— START PROVIDED RECORDS —

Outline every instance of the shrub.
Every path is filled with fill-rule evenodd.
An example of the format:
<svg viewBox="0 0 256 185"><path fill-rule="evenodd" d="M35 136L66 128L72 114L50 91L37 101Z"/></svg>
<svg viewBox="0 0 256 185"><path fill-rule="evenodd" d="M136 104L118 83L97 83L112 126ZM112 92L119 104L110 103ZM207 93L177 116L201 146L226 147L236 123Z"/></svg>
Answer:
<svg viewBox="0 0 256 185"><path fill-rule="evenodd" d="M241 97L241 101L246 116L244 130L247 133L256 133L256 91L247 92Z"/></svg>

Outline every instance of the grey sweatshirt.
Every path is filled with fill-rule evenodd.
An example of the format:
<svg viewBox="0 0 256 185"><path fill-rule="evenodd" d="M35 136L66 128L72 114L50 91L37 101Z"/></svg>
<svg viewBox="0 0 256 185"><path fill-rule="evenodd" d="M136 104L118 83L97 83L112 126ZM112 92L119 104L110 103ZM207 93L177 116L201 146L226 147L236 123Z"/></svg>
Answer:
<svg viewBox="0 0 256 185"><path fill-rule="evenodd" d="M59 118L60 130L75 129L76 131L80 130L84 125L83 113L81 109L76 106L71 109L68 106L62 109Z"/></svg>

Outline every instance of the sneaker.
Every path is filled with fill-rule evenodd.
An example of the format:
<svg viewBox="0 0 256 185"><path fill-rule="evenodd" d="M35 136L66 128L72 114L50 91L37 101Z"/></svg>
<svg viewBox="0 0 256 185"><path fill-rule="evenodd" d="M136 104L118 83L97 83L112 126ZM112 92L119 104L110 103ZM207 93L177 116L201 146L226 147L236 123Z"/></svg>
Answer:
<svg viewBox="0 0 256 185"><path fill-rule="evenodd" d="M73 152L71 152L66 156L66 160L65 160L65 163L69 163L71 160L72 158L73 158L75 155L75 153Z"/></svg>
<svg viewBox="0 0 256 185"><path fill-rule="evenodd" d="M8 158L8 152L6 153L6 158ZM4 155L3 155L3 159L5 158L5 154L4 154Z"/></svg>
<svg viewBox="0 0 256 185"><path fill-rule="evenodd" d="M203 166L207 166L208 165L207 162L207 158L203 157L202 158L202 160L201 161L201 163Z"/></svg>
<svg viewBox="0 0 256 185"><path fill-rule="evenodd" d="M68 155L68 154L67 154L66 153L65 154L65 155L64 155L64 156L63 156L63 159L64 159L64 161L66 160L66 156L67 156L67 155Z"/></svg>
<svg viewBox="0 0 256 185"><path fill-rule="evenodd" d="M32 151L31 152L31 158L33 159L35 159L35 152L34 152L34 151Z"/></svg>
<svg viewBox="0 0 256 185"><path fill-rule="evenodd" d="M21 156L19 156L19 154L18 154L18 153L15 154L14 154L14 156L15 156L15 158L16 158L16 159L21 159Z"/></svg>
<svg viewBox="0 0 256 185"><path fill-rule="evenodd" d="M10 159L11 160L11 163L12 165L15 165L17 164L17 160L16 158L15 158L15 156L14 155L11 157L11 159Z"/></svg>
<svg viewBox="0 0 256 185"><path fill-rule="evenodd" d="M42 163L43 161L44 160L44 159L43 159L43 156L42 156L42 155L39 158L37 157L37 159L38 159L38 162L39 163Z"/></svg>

— END PROVIDED RECORDS —

EXERCISE BRIEF » Please rewrite all of the data above as a JSON list of strings, one string per line, leaving out blank lines.

TASK ANSWER »
[
  "Outline every instance of the shrub.",
  "Every path is filled with fill-rule evenodd.",
  "An example of the format:",
  "<svg viewBox=\"0 0 256 185\"><path fill-rule=\"evenodd\" d=\"M35 136L66 128L72 114L50 91L37 101Z\"/></svg>",
  "<svg viewBox=\"0 0 256 185\"><path fill-rule=\"evenodd\" d=\"M136 104L118 83L97 83L112 126ZM112 92L119 104L110 103ZM207 93L177 116L201 146L226 147L236 123Z\"/></svg>",
  "Answer:",
  "<svg viewBox=\"0 0 256 185\"><path fill-rule=\"evenodd\" d=\"M241 97L241 101L246 116L244 130L247 133L256 133L256 91L247 92Z\"/></svg>",
  "Outline every instance of the grey sweatshirt.",
  "Every path is filled with fill-rule evenodd.",
  "An example of the format:",
  "<svg viewBox=\"0 0 256 185\"><path fill-rule=\"evenodd\" d=\"M35 136L66 128L72 114L50 91L37 101Z\"/></svg>",
  "<svg viewBox=\"0 0 256 185\"><path fill-rule=\"evenodd\" d=\"M136 104L118 83L97 83L112 126ZM112 92L119 104L110 103ZM207 93L177 116L201 146L226 147L236 123Z\"/></svg>",
  "Answer:",
  "<svg viewBox=\"0 0 256 185\"><path fill-rule=\"evenodd\" d=\"M59 118L60 130L75 129L76 131L80 130L84 125L83 113L81 109L76 106L71 109L68 106L62 109Z\"/></svg>",
  "Outline every instance of the sneaker.",
  "Every path is filled with fill-rule evenodd.",
  "An example of the format:",
  "<svg viewBox=\"0 0 256 185\"><path fill-rule=\"evenodd\" d=\"M35 136L66 128L72 114L50 91L37 101Z\"/></svg>",
  "<svg viewBox=\"0 0 256 185\"><path fill-rule=\"evenodd\" d=\"M136 104L118 83L97 83L112 126ZM112 92L119 104L110 103ZM207 93L177 116L201 146L226 147L236 123Z\"/></svg>",
  "Answer:",
  "<svg viewBox=\"0 0 256 185\"><path fill-rule=\"evenodd\" d=\"M73 152L71 152L66 156L66 160L65 160L65 163L69 163L71 160L72 158L73 158L75 155L75 153Z\"/></svg>",
  "<svg viewBox=\"0 0 256 185\"><path fill-rule=\"evenodd\" d=\"M8 158L8 152L6 153L6 158ZM4 155L3 155L3 159L5 158L5 154L4 154Z\"/></svg>",
  "<svg viewBox=\"0 0 256 185\"><path fill-rule=\"evenodd\" d=\"M203 166L207 166L208 165L207 162L207 158L203 157L202 158L202 160L201 161L201 163Z\"/></svg>",
  "<svg viewBox=\"0 0 256 185\"><path fill-rule=\"evenodd\" d=\"M68 155L68 154L67 154L66 153L65 154L65 155L64 155L64 156L63 156L63 159L64 159L64 161L66 160L66 156L67 156L67 155Z\"/></svg>",
  "<svg viewBox=\"0 0 256 185\"><path fill-rule=\"evenodd\" d=\"M32 151L31 152L31 158L33 159L35 159L35 152L34 152L34 151Z\"/></svg>",
  "<svg viewBox=\"0 0 256 185\"><path fill-rule=\"evenodd\" d=\"M21 156L19 156L19 154L18 154L18 153L15 154L14 154L14 156L15 156L15 158L16 158L16 159L21 159Z\"/></svg>",
  "<svg viewBox=\"0 0 256 185\"><path fill-rule=\"evenodd\" d=\"M10 159L11 160L11 163L12 165L15 165L17 164L17 160L16 158L15 158L15 156L14 155L11 157L11 159Z\"/></svg>",
  "<svg viewBox=\"0 0 256 185\"><path fill-rule=\"evenodd\" d=\"M42 163L43 161L44 160L44 159L43 159L43 156L42 156L42 155L39 158L37 157L37 159L38 159L38 162L39 163Z\"/></svg>"
]